▶ **What the task requires**
Pick out every line below that contains the word "each", and copy those lines in full. Case counts.

▶ **Data extract**
>> START
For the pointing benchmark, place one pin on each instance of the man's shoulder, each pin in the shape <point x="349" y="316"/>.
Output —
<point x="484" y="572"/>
>> END
>> START
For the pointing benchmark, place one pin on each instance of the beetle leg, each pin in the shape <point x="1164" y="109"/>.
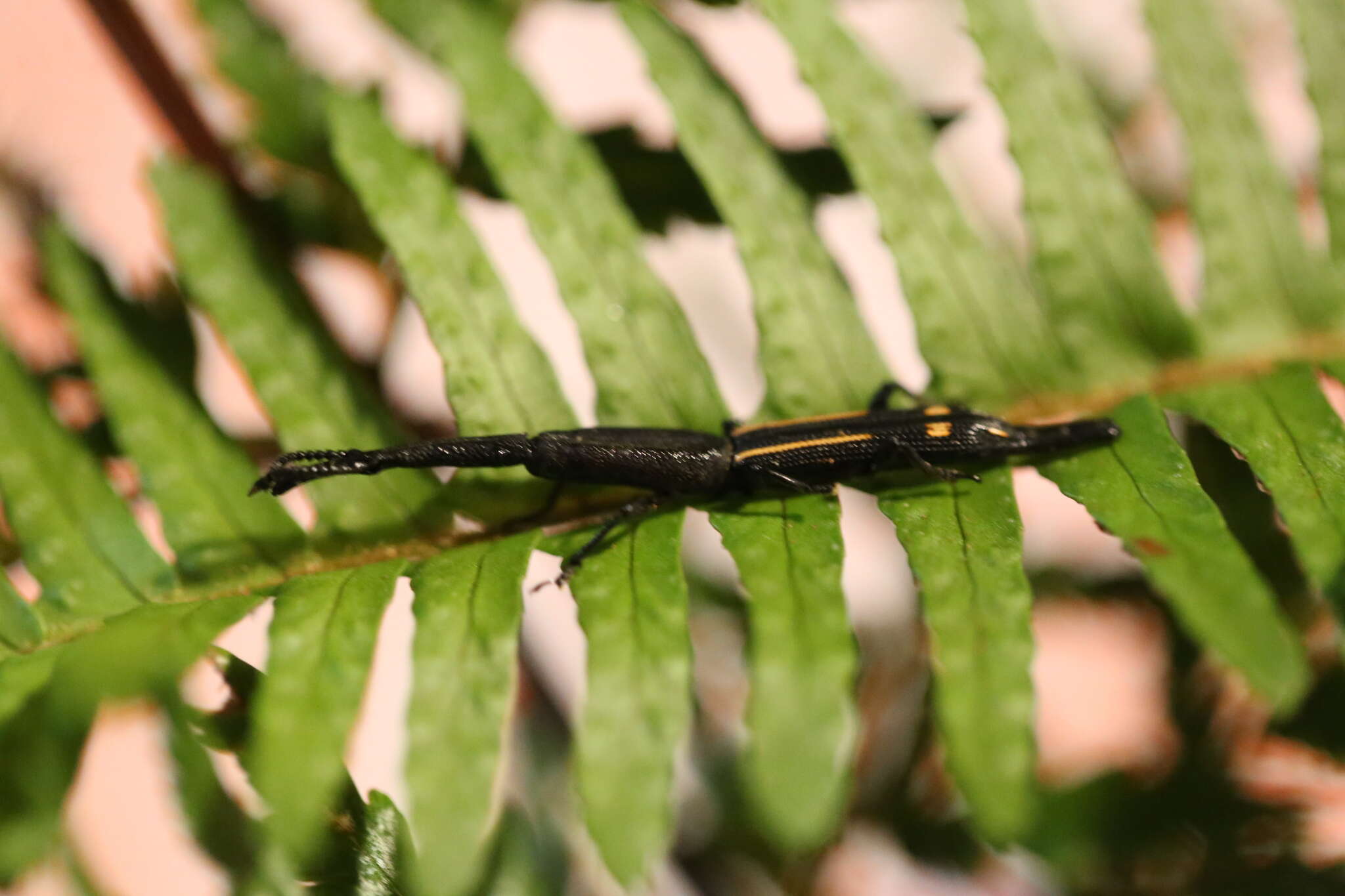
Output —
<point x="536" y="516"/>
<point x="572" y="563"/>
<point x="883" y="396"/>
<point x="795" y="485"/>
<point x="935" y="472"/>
>> END
>> START
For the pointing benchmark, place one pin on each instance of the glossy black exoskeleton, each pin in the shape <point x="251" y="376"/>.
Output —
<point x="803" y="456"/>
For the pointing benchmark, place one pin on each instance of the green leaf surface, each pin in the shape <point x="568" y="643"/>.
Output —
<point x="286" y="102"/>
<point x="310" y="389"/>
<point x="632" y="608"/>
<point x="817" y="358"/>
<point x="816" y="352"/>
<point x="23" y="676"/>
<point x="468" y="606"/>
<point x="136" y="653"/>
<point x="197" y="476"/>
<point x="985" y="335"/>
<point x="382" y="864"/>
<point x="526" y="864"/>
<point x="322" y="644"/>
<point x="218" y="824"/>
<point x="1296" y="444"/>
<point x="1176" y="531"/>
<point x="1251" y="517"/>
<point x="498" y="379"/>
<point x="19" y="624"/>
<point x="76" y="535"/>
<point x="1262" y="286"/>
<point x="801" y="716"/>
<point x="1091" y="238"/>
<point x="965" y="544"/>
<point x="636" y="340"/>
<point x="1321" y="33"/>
>> END
▶ **Result**
For the pointing benchmark, place one pin on each instance of the man's shoulder, each pin in the shape <point x="349" y="316"/>.
For the pointing benchmark, place one pin on each instance of the beetle leg, each pin in the shape <point x="1164" y="109"/>.
For the pointing benchmark, place one pin on each instance of the glossy black exoskeleton, each pin in the shape <point x="251" y="376"/>.
For the pointing benchmark, place one pin on each instance of the green leaf surface, each pin in the shape <point x="568" y="643"/>.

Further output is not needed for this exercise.